TASK DESCRIPTION — Transcribe the listing exactly, leaving out every picture.

RECORDS TO USE —
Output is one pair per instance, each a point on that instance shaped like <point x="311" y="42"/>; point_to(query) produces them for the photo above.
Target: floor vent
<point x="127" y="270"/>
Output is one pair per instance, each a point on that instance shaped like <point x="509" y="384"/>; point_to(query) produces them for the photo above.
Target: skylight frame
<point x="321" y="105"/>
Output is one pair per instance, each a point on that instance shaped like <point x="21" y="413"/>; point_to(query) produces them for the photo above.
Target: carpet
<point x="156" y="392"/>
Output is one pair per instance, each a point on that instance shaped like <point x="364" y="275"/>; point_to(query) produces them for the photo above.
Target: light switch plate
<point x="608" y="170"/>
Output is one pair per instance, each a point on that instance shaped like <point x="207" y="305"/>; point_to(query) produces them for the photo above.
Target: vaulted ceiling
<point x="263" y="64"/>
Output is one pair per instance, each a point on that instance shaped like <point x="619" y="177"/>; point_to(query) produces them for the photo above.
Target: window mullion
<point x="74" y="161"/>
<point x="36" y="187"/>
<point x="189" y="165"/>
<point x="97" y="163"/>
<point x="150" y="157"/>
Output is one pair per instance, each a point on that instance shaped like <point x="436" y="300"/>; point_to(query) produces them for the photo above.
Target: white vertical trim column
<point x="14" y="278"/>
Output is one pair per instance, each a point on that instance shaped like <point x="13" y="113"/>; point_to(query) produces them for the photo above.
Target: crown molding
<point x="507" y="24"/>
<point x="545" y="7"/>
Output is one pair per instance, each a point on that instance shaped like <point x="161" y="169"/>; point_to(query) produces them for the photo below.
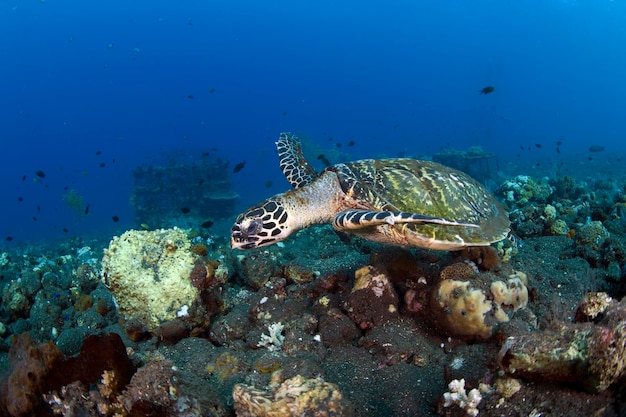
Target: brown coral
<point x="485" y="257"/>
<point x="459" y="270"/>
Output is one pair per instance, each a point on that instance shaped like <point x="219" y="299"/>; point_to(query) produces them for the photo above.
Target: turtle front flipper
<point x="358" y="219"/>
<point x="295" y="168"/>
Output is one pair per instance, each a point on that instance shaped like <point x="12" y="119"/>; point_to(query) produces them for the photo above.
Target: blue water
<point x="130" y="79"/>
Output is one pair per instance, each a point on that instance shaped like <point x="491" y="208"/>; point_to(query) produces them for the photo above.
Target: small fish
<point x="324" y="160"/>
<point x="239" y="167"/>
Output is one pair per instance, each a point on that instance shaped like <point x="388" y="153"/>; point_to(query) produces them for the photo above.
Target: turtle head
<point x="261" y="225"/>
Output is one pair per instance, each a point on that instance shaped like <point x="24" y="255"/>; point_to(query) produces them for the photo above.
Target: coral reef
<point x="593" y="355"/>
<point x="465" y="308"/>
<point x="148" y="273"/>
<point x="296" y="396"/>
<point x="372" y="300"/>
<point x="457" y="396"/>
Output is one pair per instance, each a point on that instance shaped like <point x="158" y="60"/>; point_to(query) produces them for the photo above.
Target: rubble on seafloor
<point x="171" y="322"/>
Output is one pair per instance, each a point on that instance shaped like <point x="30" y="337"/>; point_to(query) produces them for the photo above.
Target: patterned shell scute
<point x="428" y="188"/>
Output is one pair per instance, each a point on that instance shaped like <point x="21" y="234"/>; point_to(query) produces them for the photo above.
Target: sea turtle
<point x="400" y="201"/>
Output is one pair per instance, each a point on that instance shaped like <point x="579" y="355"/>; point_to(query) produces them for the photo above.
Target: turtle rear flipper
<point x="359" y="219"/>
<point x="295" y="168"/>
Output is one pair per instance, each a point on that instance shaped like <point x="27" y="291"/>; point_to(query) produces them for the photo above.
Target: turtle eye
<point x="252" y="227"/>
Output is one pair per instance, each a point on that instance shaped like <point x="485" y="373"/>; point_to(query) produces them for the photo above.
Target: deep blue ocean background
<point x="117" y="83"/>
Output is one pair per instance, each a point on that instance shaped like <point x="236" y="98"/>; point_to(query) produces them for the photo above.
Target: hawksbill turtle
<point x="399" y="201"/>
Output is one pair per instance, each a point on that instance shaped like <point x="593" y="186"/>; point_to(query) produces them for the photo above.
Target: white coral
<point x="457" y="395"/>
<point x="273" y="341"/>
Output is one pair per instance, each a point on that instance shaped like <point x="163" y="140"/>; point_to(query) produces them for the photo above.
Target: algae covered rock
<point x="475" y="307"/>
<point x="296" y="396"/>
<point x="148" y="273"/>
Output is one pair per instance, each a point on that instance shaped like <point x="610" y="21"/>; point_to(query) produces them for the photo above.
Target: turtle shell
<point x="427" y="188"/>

RESPONSE TO THE EXERCISE —
Output is one pair per instance, each a point on that instance shaped like <point x="311" y="42"/>; point_to(query) produces them for the photo above.
Target: floor vent
<point x="127" y="270"/>
Output is one pair per instance, each a point on that instance shaped like <point x="509" y="384"/>; point_to(query) produces them for the photo above.
Target: skylight frame
<point x="321" y="105"/>
Output is one pair per instance, each a point on that instance shaped like <point x="21" y="413"/>; point_to(query) produces them for the photo above.
Target: carpet
<point x="156" y="392"/>
Output is one pair per instance, each a point on that instance shaped like <point x="364" y="275"/>; point_to(query) produces them for the photo above.
Target: light switch plate
<point x="608" y="170"/>
Output is one pair per instance, each a point on that instance shaped like <point x="207" y="305"/>; point_to(query) produces them for the photo above.
Target: vaulted ceiling
<point x="263" y="64"/>
Output is one pair per instance, each a point on that instance shaped like <point x="619" y="177"/>; point_to(query) produces them for the photo above.
Target: window mullion
<point x="74" y="161"/>
<point x="36" y="187"/>
<point x="189" y="165"/>
<point x="97" y="163"/>
<point x="150" y="157"/>
Output is one pair per instance, each a point on that instance shaped like <point x="436" y="300"/>; point_to(query) produces them for the photo above.
Target: white vertical trim column
<point x="14" y="278"/>
Output is one pair per instance, each a point on that instance shaped like <point x="13" y="113"/>; point_to(query) produces them for the photo above.
Target: crown molding
<point x="507" y="24"/>
<point x="545" y="7"/>
Output is one pair per instance, each a point on that instance shaped like <point x="161" y="169"/>; point_to(query) produces them for the photo below.
Target: brown coral
<point x="485" y="257"/>
<point x="459" y="270"/>
Output is one pair per instance, each a point on that instance shaped like <point x="219" y="299"/>; point_to(query) produces them for the photo above.
Target: turtle front flipper
<point x="358" y="219"/>
<point x="295" y="168"/>
Output is one pair per instance, each a point on that instance shaped like <point x="12" y="119"/>; point_to(query) produces them for the photo above.
Target: blue water
<point x="130" y="79"/>
Output is one pair per instance, each a point on that instance shaped like <point x="491" y="208"/>; point_to(query) produces them for the photo above.
Target: small fish
<point x="324" y="160"/>
<point x="239" y="167"/>
Output is one pair per instance, each a point on that instance shaped like <point x="388" y="153"/>; point_to(query) produces them for the photo above.
Target: turtle head
<point x="261" y="225"/>
Output is one pair per instance, each a point on that instance shaped like <point x="24" y="255"/>; point_to(query) produces them for the photo above.
Target: coral reef
<point x="593" y="355"/>
<point x="465" y="308"/>
<point x="148" y="273"/>
<point x="296" y="396"/>
<point x="372" y="300"/>
<point x="457" y="396"/>
Output is one pair per instance, each a point on that instance shaped like <point x="158" y="60"/>; point_to(query) produces them for the photo above.
Target: rubble on seafloor
<point x="171" y="322"/>
Output is one pair per instance, each a point on that instance shaped like <point x="30" y="337"/>; point_to(query) produces them for the photo above.
Target: patterned shell scute
<point x="428" y="188"/>
Output is one pair per instance, each a point on that instance shaped like <point x="21" y="234"/>; point_to(query) produces them for the photo above.
Target: sea turtle
<point x="400" y="201"/>
Output is one pair per instance, each a point on that instance shaped like <point x="579" y="355"/>; point_to(query) produces them for the photo above.
Target: turtle rear flipper
<point x="359" y="219"/>
<point x="295" y="168"/>
Output is one pair per instance, each a point on that instance shaped like <point x="27" y="291"/>; point_to(query) produces them for the photo above.
Target: turtle eye
<point x="252" y="227"/>
Output is one pair per instance, each a point on that instance shaped like <point x="485" y="373"/>; point_to(query) produces them for the photo above.
Target: deep blue ocean background
<point x="117" y="83"/>
Output is one pair per instance, each a point on that instance shaped like <point x="236" y="98"/>; point_to(query) produces them for the photo above.
Target: hawksbill turtle
<point x="399" y="201"/>
Output is one pair per instance, each a point on that instance shaped like <point x="593" y="186"/>; point_to(query) produces them for the photo above.
Target: white coral
<point x="457" y="395"/>
<point x="273" y="341"/>
Output is one pair per instance, each a point on that instance shaped like <point x="163" y="140"/>; point_to(query) produces them for the photo above.
Target: algae covered rock
<point x="475" y="307"/>
<point x="296" y="396"/>
<point x="148" y="273"/>
Output is one pair per instance, each a point on that instance shaped like <point x="610" y="21"/>; point_to(query) produces them for the photo above.
Target: turtle shell
<point x="427" y="188"/>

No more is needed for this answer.